Words and Photos by Bryan Irons @Bryanirons
No true off roader has gone for a trip in a newly acquired vehicle and proclaimed, “Perfect, I’m not going to change a thing.” Those people are what grizzled, dirt-eating wheelers term “quitters.”
We’re always looking for ways to enhance durability, driveability, off-road prowess or any number of reasons to drop more time, money, love and attention into our steel bundles of joy. Often, the very next upgrade is the axles.
These can be ordered to your exacting specifications. Your vehicle can be dropped off at a shop and modified, you can order all the upgrade components you want and spend some time in the shop, or like our predicament this time around, we have the money to spend on a traction adder, and we just want to get back on the trail.
What we have in front of us is a Dana 44 that a friend of ours started upgrading, but lost his way. The intention was to swap out the original open differential and install something with more traction. The 4.10:1 gears had been installed some time ago and were in great shape with the ratio working for the rig and tire size combination. Once the axle was out and opened up, he lost track of shims and tolerances, and decided that we could help. What are friends for? Luckily, he had left the pinion shaft and pinion bearings untouched, so we accepted his offer of a rejuvenated beverage fridge in our shop as partial payment.
In the heartfelt path of “there’s a butt for every seat,” we feel the same way when it comes to traction adders in differentials, except open differentials can all stay at the mall. For this situation, an Eaton Truetrac was selected to suit the mild off-roading and daily driver application this rig was going to see.

- Extracted records -
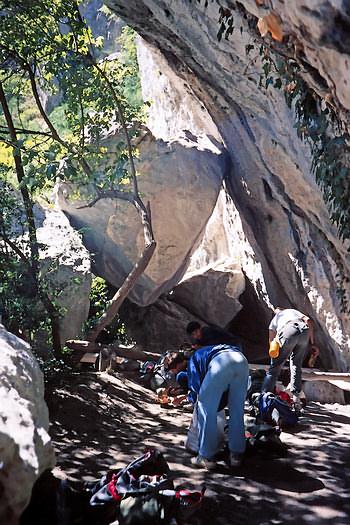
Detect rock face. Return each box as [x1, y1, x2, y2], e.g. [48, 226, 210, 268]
[57, 129, 227, 306]
[102, 0, 350, 370]
[37, 210, 91, 345]
[0, 325, 54, 525]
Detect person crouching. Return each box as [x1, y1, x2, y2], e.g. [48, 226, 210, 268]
[169, 345, 249, 468]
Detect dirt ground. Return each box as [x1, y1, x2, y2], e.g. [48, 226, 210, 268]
[48, 372, 350, 525]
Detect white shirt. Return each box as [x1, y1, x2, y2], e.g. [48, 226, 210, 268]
[269, 308, 306, 332]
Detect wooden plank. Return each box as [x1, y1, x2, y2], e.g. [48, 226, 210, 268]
[66, 339, 160, 361]
[249, 363, 350, 383]
[79, 352, 98, 365]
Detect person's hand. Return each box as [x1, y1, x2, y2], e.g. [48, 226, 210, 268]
[307, 345, 320, 368]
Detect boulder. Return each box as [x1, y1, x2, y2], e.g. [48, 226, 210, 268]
[37, 210, 91, 345]
[104, 0, 350, 370]
[303, 381, 345, 405]
[56, 128, 227, 306]
[0, 325, 55, 525]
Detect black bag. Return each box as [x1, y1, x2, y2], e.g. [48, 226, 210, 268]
[90, 449, 204, 525]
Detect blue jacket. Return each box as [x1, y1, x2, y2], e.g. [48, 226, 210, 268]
[187, 345, 240, 403]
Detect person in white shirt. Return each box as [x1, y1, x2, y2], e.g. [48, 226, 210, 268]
[262, 308, 318, 403]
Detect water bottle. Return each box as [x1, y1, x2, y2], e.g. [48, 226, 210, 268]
[269, 339, 280, 359]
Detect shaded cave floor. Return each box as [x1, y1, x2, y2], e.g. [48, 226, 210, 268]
[48, 373, 350, 525]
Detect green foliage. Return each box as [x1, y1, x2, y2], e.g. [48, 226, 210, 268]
[254, 45, 350, 246]
[0, 184, 48, 341]
[87, 277, 133, 344]
[0, 0, 143, 192]
[118, 26, 143, 109]
[0, 0, 143, 356]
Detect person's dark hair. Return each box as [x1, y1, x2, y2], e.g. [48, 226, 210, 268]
[167, 354, 187, 370]
[186, 321, 201, 335]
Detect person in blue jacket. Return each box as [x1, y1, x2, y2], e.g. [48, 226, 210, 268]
[169, 345, 249, 468]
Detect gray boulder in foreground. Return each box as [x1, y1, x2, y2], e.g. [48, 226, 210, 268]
[0, 325, 55, 525]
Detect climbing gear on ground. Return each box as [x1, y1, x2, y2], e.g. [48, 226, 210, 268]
[269, 338, 281, 359]
[90, 449, 204, 525]
[191, 455, 216, 470]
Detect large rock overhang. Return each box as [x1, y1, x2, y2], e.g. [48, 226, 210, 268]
[108, 0, 350, 369]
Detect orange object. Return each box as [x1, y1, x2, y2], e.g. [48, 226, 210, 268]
[269, 339, 280, 359]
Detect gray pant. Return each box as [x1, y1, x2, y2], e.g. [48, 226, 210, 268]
[262, 323, 309, 394]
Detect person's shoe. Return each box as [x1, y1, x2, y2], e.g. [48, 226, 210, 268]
[292, 394, 303, 414]
[191, 455, 216, 470]
[230, 452, 243, 468]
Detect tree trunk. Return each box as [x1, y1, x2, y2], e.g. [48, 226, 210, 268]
[87, 241, 157, 342]
[0, 82, 61, 357]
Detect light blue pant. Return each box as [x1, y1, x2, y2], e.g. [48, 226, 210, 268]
[197, 350, 249, 459]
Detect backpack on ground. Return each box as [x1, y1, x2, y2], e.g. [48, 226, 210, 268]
[258, 392, 298, 427]
[90, 449, 204, 525]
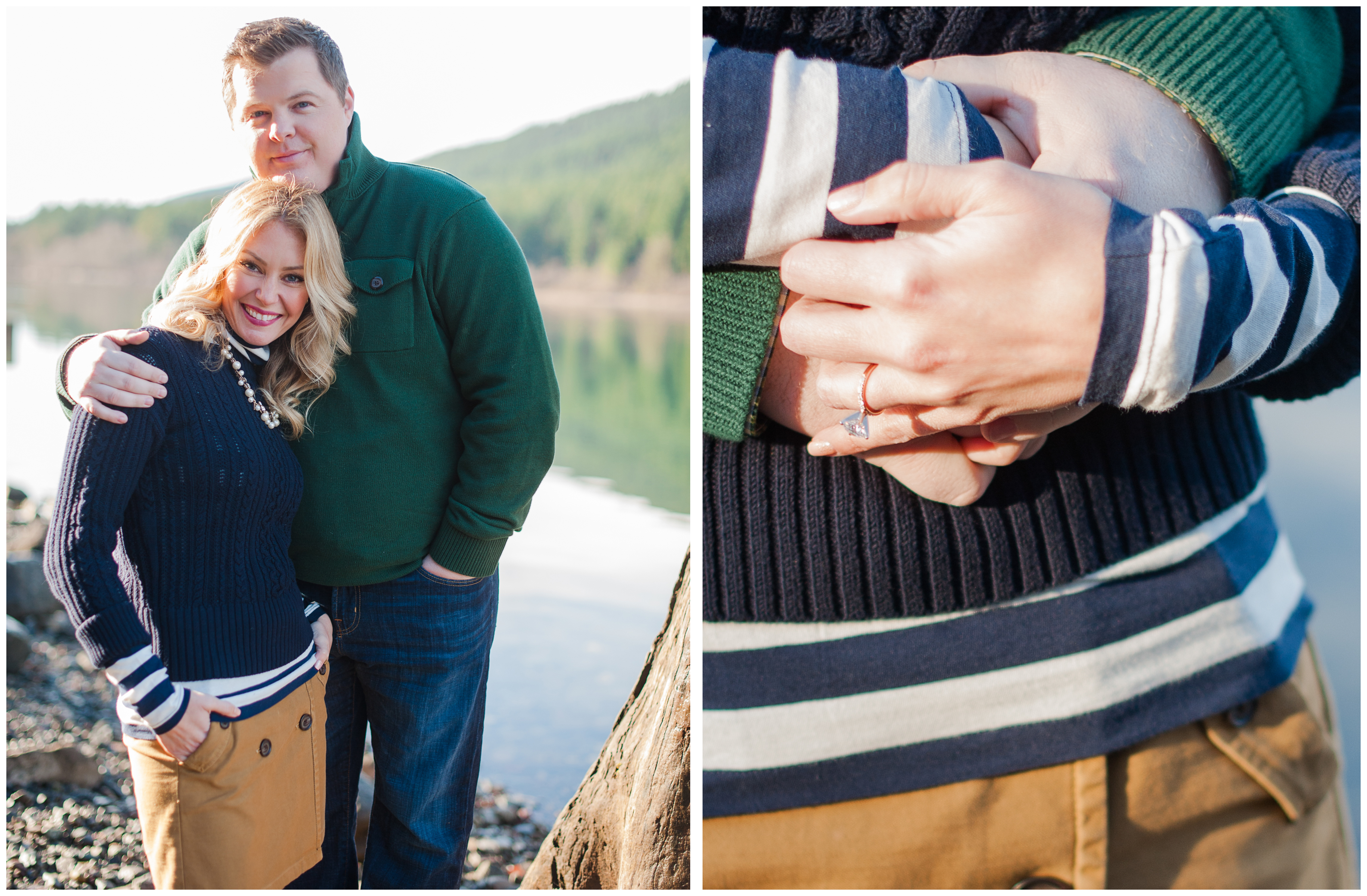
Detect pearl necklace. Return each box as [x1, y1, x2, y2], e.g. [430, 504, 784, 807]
[219, 343, 280, 429]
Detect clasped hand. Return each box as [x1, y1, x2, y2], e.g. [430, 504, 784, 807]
[762, 53, 1228, 504]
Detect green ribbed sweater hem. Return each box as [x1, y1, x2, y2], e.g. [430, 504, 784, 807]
[703, 268, 782, 441]
[703, 7, 1342, 441]
[1063, 7, 1344, 197]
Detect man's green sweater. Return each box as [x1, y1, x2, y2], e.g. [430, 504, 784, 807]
[65, 116, 559, 586]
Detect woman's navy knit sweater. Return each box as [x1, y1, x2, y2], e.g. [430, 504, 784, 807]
[44, 328, 319, 738]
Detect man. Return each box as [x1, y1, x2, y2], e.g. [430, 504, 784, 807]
[63, 18, 559, 889]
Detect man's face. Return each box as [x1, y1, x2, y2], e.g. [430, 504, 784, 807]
[232, 46, 356, 190]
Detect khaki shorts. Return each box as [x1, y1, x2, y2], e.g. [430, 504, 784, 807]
[123, 666, 328, 889]
[703, 642, 1356, 889]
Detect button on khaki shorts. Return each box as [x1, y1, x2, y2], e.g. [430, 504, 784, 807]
[123, 666, 327, 889]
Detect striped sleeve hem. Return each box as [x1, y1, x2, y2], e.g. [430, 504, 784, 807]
[104, 645, 190, 735]
[1083, 190, 1356, 411]
[703, 44, 1002, 266]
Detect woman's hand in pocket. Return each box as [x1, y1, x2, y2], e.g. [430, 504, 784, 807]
[157, 691, 242, 762]
[311, 613, 332, 669]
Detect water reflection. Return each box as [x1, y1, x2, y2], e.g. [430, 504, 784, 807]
[545, 309, 689, 514]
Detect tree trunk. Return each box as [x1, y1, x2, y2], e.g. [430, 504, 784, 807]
[522, 556, 690, 889]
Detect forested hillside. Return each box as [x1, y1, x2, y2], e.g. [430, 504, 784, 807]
[6, 85, 689, 336]
[418, 85, 689, 280]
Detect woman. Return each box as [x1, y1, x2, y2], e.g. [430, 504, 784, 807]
[703, 8, 1357, 888]
[45, 180, 356, 889]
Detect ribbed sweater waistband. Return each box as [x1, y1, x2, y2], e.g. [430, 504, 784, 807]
[703, 391, 1266, 622]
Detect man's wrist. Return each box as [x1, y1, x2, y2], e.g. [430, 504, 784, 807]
[58, 333, 99, 418]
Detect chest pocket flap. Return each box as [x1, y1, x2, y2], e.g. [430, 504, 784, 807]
[346, 258, 414, 351]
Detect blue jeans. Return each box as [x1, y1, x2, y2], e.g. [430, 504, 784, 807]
[290, 567, 499, 889]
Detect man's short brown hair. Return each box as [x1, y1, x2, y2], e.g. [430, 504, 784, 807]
[223, 16, 348, 118]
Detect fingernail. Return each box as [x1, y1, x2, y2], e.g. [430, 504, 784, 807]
[982, 417, 1016, 441]
[826, 180, 864, 214]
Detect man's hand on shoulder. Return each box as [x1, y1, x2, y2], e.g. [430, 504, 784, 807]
[66, 329, 167, 423]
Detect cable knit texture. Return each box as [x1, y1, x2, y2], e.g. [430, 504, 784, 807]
[703, 7, 1125, 68]
[703, 10, 1359, 622]
[44, 328, 311, 682]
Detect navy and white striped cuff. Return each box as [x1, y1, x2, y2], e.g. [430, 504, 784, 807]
[1083, 189, 1356, 411]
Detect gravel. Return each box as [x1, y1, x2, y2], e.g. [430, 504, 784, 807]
[6, 630, 547, 889]
[6, 632, 152, 889]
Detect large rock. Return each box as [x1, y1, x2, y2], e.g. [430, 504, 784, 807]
[4, 747, 104, 790]
[522, 557, 690, 889]
[6, 550, 62, 619]
[4, 616, 33, 672]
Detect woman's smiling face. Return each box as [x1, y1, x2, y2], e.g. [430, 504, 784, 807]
[223, 221, 309, 346]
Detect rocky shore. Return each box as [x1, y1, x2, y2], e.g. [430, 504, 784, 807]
[6, 532, 547, 889]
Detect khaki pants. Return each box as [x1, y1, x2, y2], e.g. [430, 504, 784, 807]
[703, 642, 1356, 889]
[123, 666, 328, 889]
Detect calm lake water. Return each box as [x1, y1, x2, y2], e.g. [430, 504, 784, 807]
[7, 311, 1361, 830]
[6, 311, 689, 822]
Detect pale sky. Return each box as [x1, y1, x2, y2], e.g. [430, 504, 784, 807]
[6, 6, 693, 221]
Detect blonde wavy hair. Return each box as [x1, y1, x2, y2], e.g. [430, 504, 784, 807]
[148, 180, 356, 438]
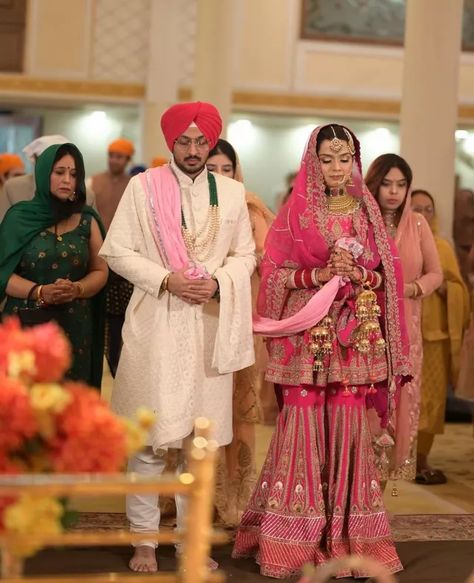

- Tasks to complete -
• A. In the axle upgrade article, reproduce the passage from "What we have" to "as partial payment." word for word.
• B. According to the axle upgrade article, which traction adder was selected for the Dana 44?
• C. Extend the article on the Dana 44 axle upgrade, beginning after its final sentence.

- Answers for the exercise -
• A.
What we have in front of us is a Dana 44 that a friend of ours started upgrading, but lost his way. The intention was to swap out the original open differential and install something with more traction. The 4.10:1 gears had been installed some time ago and were in great shape with the ratio working for the rig and tire size combination. Once the axle was out and opened up, he lost track of shims and tolerances, and decided that we could help. What are friends for? Luckily, he had left the pinion shaft and pinion bearings untouched, so we accepted his offer of a rejuvenated beverage fridge in our shop as partial payment.

• B. An Eaton Truetrac.

• C.
The Truetrac is a helical gear design that attempts to keep both wheels with an equal amount of torque applied to them, until that amount greatly varies between both sides of the axle. On the street, we have run Truetrac’s with no adverse handling repercussions and they provided ample torque when among the dirt and rocks. They really shine on snow- and ice-covered roads, but if your adventures see you pushing massive amounts of power, mammoth sized tires, or you hang a tire in the air frequently, there are better choices.
We certainly trust the Truetrac for exacting tolerances, but the installation kit reeked of no-name brand bearings and shims made of Play-Doh and dreams. There’s no point in throwing trash parts in an axle since an axle requires precision measurements. Trust us, you will spend more time chasing gear patters and oil leaks if questionable parts are assembled. A call to Randy’s Ring and Pinion was made to receive a new “carrier installation kit” for around $140, which included new shims and quality Timken bearings.
So, with a less than optimal starting point and fresh parts on hand, we went into the shop on a mission to get a butt out of a sling and back into the dirt. Follow us along here and see what tools and methods we used to get this poor Dana axle back under our buddies’ truck.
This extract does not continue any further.